Dataset items:
## BEGIN

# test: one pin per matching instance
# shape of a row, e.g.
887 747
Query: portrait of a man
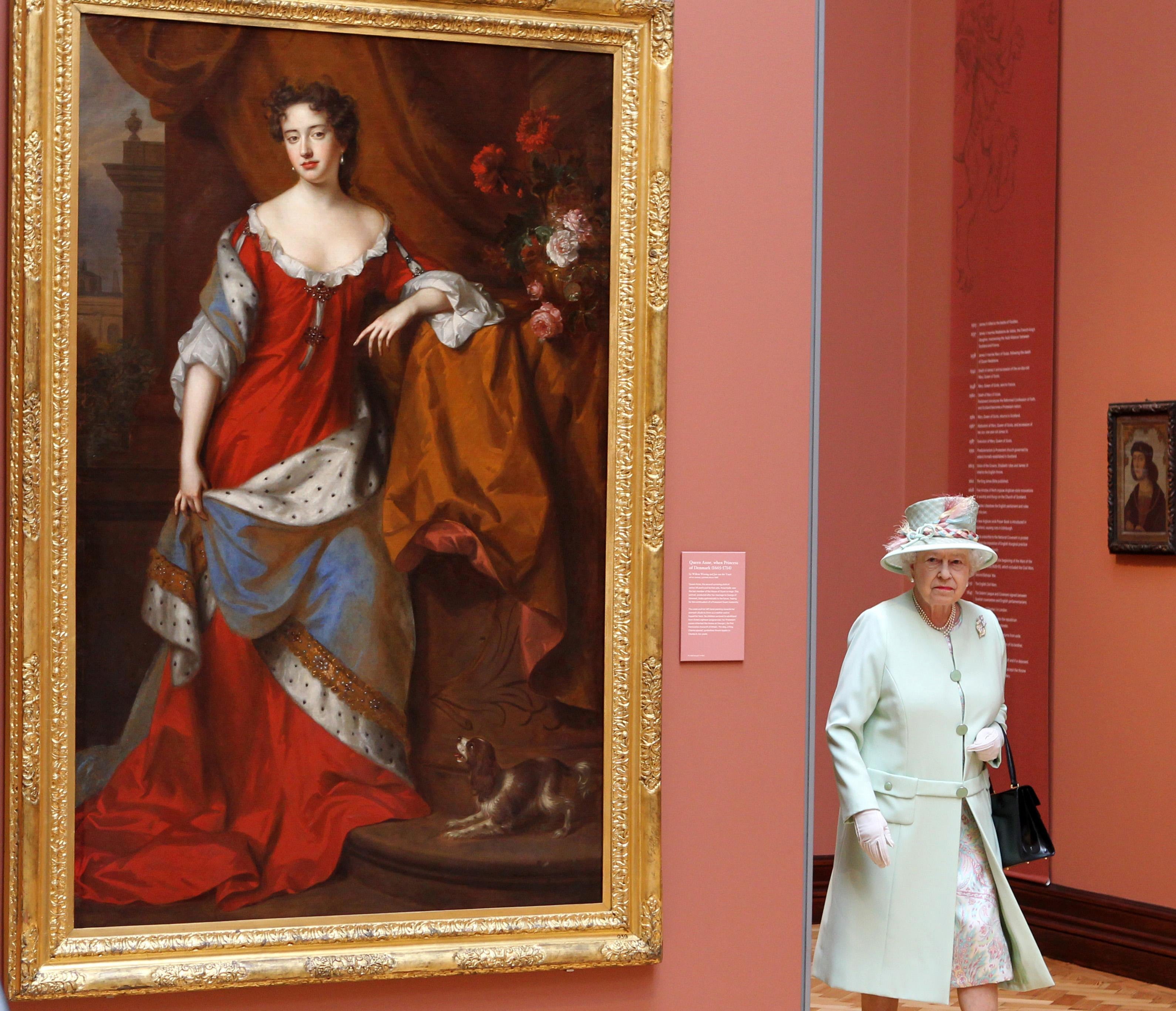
1140 444
1147 507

## END

THE EXERCISE: Write out the records again with "Query" switched to "Request" and every other part left unchanged. Do not include the pictures in your answer.

COMPLETE OUTPUT:
# test: one pin per matching instance
# shape of a row, e.g.
887 747
Request: portrait of a man
1140 444
1147 507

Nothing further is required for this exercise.